----- Passage given

The Hulu series The Bear is an eight-episode adrenaline rush of movement, danger, damage control, and trauma.

It even opens with star Jeremy Allen White’s Carmy un-caging a roaring brown bear that haunts his dreams: a metaphor both for the anxiety he feels about leaving his job at a high-end New York restaurant and returning to Chicago to run his family’s struggling Italian sandwich shop and for the loss of his brother, whose recent death by suicide is the reason he’s there in the first place.

“The general population has this idea of a chef as tortured because of Anthony Bourdain or Marco Pierre White,” White tells Rotten Tomatoes, name-checking two infamously intense celebrity chefs.



To prepare for this part, White read chef’s biographies and cookbooks and staged (or interned) at respected restaurants like Chicago’s Kumiko, Los Angeles’ Republique, and Santa Monica’s Pasjoli, where he asked actual chefs about the stereotype that those with depression, anxiety, or addictive behaviors are drawn to this industry. He came away with the conclusion that, yes, restaurants do attract a certain kind of employee. But also, “if you’re really aiming to be excellent in this field, the sacrifice of time is so incredible.”

“How much time these people are spending in kitchens — and not only spending in kitchens, but there’s so much repetition — you really need to to hang in there,” White says. “And, I think, it can make people go a little bit crazy. You’re in a stainless steel white box for 14, sometimes 16, hours a day, doing the same thing, day in and day out … and you’re performing every night. Service is a performance.”

----------

> [Given exercise 1] In the text about The Bear, condense the paragraph that begins "To prepare for this part" into a shorter version that keeps its main facts.

----- Task inputs

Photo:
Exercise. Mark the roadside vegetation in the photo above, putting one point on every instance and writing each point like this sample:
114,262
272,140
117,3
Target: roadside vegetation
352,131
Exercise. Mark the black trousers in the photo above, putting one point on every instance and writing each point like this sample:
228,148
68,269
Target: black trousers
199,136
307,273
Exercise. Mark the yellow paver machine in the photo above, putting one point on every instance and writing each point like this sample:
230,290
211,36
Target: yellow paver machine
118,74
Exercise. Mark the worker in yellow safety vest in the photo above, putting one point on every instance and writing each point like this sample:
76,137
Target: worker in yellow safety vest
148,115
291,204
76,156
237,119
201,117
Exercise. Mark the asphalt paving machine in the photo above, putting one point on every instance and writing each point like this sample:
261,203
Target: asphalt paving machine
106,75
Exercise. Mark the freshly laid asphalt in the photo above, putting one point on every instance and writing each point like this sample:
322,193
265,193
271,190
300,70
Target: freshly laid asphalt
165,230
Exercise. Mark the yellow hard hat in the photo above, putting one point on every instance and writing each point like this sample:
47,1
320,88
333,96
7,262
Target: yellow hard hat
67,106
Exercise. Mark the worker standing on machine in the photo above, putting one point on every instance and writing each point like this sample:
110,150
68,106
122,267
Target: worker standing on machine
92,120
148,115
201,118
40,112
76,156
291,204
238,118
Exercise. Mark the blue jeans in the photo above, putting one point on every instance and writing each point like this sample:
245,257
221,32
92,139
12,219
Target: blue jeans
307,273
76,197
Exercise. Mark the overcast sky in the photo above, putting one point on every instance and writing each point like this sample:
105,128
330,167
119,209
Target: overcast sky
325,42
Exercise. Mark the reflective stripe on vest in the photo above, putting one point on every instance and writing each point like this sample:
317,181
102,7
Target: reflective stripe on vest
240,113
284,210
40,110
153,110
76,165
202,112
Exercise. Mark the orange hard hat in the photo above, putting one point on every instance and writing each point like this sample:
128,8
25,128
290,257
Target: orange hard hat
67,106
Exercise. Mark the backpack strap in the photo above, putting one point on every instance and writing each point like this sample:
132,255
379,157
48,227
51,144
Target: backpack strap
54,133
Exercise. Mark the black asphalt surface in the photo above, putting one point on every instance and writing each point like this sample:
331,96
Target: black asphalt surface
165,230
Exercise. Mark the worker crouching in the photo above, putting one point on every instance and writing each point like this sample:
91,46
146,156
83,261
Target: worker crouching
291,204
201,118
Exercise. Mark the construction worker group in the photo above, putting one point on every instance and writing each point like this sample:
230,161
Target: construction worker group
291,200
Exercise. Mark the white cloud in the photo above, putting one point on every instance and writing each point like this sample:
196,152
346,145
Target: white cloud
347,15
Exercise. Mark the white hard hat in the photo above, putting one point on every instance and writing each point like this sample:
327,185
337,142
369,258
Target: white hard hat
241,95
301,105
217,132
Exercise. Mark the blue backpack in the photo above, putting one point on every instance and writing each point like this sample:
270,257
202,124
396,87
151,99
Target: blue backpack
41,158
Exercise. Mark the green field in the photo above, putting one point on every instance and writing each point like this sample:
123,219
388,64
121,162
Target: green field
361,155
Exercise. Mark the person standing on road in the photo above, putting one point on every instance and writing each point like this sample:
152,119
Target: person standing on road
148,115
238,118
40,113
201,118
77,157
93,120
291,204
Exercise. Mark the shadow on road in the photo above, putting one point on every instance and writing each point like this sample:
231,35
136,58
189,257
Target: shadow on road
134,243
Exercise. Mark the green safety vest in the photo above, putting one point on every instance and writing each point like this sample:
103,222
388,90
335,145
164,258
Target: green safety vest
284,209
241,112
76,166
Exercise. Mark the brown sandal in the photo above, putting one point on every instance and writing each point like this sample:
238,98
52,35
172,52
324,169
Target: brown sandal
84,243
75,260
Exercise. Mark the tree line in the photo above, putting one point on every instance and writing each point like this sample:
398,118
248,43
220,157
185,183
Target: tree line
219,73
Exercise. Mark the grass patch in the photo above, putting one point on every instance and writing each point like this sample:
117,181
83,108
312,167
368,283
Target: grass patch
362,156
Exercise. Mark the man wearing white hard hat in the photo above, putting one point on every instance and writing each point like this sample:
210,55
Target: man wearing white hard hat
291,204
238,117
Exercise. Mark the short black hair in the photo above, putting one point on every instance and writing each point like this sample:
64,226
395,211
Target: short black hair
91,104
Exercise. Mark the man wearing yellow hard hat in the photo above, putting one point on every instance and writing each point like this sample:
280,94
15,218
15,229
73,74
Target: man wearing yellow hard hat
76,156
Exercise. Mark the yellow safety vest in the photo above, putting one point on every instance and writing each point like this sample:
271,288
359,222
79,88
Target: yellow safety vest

----------
----- Task inputs

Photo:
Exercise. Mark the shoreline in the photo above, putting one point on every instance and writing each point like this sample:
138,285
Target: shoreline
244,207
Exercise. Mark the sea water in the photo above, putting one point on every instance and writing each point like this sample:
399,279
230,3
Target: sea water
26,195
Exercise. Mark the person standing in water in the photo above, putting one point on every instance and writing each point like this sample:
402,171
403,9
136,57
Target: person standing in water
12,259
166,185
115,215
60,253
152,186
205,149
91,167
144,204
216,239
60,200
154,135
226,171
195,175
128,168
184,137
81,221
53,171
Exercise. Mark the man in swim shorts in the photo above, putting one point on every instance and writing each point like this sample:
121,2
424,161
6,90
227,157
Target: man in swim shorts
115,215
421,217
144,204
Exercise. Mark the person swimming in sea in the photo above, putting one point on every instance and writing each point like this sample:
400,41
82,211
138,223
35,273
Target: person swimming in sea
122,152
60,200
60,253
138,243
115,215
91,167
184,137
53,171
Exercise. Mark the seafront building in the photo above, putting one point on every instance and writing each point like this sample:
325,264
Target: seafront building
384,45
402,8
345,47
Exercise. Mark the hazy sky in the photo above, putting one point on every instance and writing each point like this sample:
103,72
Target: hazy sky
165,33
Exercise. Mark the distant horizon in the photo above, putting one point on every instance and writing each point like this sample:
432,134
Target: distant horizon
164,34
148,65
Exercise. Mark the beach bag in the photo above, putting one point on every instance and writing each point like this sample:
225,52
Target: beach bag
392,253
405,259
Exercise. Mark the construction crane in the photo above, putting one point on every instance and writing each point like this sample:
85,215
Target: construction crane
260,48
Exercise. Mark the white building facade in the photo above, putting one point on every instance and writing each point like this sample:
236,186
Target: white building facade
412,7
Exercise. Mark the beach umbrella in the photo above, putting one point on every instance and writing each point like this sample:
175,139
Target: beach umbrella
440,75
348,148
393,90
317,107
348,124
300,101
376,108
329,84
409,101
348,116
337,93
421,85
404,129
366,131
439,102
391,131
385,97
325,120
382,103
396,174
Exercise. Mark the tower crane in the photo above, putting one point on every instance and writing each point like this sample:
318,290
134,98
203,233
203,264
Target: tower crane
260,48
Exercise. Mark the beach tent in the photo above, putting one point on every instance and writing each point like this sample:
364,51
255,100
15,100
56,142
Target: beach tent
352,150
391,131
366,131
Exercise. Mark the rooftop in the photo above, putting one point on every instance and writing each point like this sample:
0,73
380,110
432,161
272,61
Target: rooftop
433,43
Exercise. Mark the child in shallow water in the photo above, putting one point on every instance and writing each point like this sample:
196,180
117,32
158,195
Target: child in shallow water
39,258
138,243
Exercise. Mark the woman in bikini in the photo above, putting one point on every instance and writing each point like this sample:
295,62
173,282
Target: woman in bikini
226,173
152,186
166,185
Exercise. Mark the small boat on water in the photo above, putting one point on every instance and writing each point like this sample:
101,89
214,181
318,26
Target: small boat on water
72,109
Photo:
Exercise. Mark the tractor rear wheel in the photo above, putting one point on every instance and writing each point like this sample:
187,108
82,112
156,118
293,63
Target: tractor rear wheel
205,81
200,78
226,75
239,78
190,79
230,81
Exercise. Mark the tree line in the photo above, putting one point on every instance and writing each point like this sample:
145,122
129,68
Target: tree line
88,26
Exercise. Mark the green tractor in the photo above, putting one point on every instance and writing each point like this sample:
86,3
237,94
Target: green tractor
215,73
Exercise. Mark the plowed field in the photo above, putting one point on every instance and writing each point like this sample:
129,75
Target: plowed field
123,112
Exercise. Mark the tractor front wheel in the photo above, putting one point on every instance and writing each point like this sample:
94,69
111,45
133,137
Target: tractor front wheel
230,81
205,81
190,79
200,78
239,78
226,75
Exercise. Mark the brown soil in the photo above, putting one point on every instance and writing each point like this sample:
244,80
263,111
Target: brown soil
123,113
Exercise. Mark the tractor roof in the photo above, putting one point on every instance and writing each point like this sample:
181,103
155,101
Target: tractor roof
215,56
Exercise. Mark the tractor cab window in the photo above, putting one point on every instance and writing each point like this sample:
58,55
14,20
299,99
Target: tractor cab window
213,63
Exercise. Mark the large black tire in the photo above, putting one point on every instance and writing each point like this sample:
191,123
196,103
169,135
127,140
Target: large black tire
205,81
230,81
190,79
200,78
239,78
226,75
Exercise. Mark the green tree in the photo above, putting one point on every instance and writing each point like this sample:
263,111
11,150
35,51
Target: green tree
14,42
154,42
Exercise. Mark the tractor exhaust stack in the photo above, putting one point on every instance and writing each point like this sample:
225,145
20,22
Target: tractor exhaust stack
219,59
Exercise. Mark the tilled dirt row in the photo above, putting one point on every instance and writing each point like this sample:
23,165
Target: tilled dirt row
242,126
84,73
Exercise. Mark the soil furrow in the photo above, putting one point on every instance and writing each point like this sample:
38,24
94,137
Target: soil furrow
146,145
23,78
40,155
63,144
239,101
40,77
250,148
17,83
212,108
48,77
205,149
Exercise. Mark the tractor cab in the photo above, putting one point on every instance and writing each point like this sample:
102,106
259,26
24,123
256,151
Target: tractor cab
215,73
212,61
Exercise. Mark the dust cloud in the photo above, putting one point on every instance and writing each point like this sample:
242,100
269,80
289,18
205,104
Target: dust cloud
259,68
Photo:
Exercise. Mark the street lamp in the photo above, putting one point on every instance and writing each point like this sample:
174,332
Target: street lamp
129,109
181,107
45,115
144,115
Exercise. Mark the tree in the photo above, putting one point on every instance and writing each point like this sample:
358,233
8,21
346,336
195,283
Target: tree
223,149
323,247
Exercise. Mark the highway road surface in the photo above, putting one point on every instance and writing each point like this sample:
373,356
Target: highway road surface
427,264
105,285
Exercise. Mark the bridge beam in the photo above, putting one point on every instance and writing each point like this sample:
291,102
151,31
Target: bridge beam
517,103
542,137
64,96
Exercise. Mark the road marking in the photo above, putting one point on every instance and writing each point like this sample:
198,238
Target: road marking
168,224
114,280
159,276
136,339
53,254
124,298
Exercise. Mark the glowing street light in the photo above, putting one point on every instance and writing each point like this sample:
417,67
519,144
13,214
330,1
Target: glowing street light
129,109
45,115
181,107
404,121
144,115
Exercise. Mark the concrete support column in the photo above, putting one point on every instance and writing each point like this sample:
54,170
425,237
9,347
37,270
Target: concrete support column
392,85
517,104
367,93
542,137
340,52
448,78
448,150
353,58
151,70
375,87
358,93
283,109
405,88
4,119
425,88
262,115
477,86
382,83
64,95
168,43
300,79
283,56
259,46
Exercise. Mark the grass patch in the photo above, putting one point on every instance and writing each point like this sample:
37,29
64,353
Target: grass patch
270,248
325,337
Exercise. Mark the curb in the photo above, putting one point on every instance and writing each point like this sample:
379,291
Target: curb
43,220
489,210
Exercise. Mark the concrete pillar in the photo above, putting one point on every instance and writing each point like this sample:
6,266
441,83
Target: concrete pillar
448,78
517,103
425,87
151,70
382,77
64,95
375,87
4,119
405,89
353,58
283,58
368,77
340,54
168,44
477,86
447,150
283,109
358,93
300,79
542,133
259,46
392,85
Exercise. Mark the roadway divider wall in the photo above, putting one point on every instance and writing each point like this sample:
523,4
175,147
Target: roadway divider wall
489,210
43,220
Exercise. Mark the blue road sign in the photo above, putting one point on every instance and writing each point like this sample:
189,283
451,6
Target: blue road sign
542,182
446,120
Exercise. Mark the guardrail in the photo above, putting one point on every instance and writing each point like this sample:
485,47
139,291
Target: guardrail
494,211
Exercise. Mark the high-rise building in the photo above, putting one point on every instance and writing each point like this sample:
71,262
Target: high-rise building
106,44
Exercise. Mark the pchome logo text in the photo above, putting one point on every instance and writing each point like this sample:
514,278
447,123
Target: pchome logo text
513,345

----------
----- Task inputs

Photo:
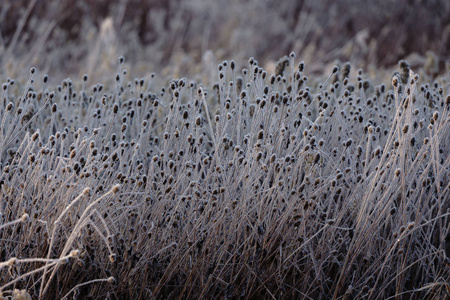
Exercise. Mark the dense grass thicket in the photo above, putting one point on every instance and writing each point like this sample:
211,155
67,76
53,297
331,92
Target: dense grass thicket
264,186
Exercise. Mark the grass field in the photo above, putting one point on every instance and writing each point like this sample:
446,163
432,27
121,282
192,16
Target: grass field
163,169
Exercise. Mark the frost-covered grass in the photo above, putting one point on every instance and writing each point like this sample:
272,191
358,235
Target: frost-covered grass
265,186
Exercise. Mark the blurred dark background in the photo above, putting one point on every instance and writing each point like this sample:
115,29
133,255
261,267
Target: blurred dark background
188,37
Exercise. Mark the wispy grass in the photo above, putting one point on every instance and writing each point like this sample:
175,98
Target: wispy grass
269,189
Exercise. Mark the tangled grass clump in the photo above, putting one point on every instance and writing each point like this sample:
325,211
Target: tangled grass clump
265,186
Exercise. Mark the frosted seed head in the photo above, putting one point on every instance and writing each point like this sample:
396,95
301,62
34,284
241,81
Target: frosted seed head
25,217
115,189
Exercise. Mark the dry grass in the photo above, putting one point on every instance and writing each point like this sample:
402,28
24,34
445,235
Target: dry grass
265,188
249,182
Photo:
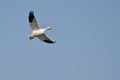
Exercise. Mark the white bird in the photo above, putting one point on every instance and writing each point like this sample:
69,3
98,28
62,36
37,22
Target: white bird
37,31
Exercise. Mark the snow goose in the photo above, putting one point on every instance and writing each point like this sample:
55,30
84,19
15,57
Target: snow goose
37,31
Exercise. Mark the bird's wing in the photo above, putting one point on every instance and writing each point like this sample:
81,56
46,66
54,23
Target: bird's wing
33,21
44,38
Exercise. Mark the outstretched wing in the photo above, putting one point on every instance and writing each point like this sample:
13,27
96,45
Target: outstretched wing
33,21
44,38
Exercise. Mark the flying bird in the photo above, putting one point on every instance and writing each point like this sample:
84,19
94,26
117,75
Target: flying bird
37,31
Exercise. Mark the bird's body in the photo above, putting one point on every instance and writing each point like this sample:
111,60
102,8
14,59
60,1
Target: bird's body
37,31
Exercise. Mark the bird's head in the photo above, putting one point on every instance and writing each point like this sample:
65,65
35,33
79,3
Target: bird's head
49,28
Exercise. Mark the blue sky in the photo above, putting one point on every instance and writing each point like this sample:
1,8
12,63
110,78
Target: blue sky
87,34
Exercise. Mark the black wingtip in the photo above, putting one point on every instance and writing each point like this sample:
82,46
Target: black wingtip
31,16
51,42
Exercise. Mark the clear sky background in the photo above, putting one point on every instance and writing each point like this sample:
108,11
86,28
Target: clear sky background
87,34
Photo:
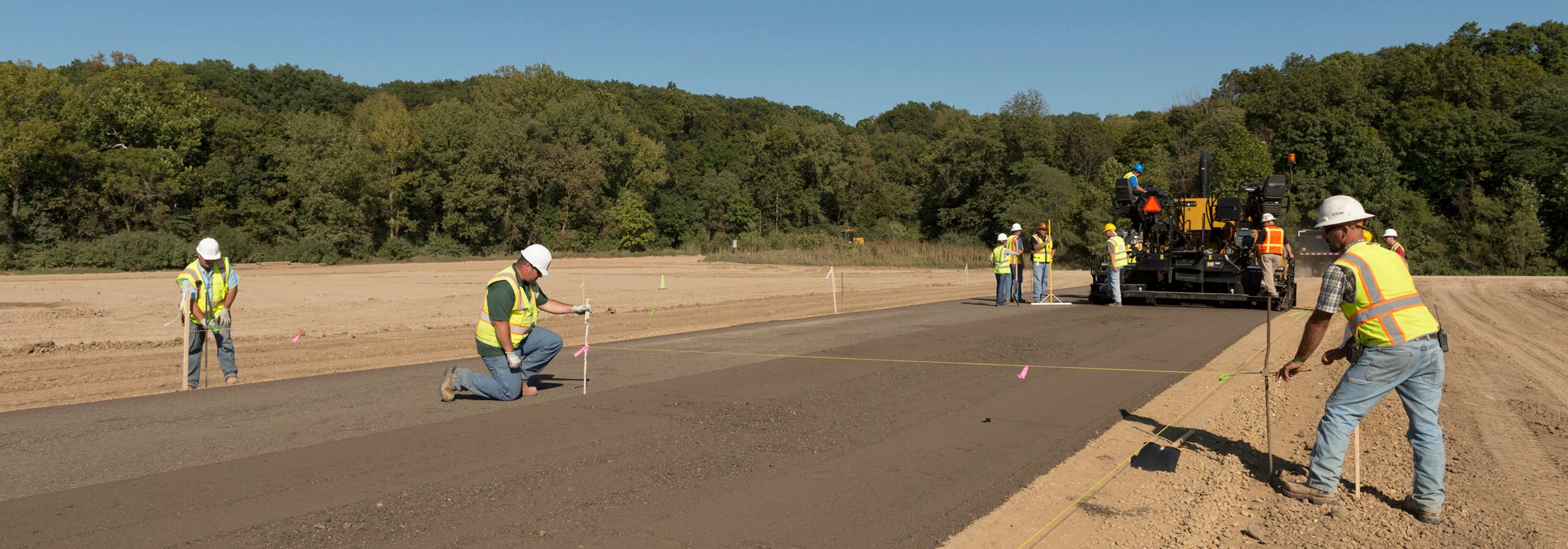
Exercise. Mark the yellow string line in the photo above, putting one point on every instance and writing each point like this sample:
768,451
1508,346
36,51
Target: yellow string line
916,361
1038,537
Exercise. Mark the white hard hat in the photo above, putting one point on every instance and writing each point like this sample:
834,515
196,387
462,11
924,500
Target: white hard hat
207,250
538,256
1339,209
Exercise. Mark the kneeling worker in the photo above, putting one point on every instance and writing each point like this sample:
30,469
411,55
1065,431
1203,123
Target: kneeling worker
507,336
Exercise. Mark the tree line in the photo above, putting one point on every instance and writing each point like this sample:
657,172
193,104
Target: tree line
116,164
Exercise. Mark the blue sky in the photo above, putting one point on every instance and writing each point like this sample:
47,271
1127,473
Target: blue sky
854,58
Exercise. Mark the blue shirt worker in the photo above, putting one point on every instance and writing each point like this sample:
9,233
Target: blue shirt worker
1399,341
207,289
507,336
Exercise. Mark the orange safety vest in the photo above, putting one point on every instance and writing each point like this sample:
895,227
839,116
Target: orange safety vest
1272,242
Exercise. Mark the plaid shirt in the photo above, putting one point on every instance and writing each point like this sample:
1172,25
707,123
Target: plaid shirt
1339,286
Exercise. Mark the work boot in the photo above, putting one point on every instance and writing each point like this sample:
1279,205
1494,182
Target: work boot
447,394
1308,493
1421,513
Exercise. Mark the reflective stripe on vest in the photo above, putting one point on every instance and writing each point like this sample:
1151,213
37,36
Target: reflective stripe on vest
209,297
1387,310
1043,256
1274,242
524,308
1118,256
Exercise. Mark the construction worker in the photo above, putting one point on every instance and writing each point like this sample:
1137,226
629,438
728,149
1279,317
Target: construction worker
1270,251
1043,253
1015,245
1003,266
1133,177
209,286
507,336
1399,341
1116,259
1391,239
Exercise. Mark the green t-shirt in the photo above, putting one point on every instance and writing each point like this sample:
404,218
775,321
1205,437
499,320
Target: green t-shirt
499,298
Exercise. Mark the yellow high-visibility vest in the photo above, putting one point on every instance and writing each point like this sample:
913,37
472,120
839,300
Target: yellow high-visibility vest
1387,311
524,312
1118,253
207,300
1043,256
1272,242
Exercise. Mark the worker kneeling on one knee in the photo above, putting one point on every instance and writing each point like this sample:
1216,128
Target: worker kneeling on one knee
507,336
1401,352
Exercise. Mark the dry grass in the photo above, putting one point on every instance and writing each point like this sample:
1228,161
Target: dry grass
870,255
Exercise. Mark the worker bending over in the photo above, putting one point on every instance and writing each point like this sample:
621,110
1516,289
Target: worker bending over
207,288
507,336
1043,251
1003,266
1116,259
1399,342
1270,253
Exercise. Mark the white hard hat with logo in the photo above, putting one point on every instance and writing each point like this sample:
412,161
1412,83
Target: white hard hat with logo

----------

> [Given exercise 2] List every line of the records that contains the string "trousers". Case counts.

> [Correct answer 1] To prepare for the role, White read chefs' biographies and cookbooks. He also staged at Kumiko in Chicago, Republique in Los Angeles, and Pasjoli in Santa Monica, where he asked chefs whether people with depression, anxiety, or addictive behaviors are drawn to the industry. He concluded that restaurants do attract a certain kind of employee, and that excellence in the field requires an enormous sacrifice of time.

> [Correct answer 2]
Exercise. Mark the black trousers in the photo above, putting one point on every instance and writing each point like this sample:
Target: black trousers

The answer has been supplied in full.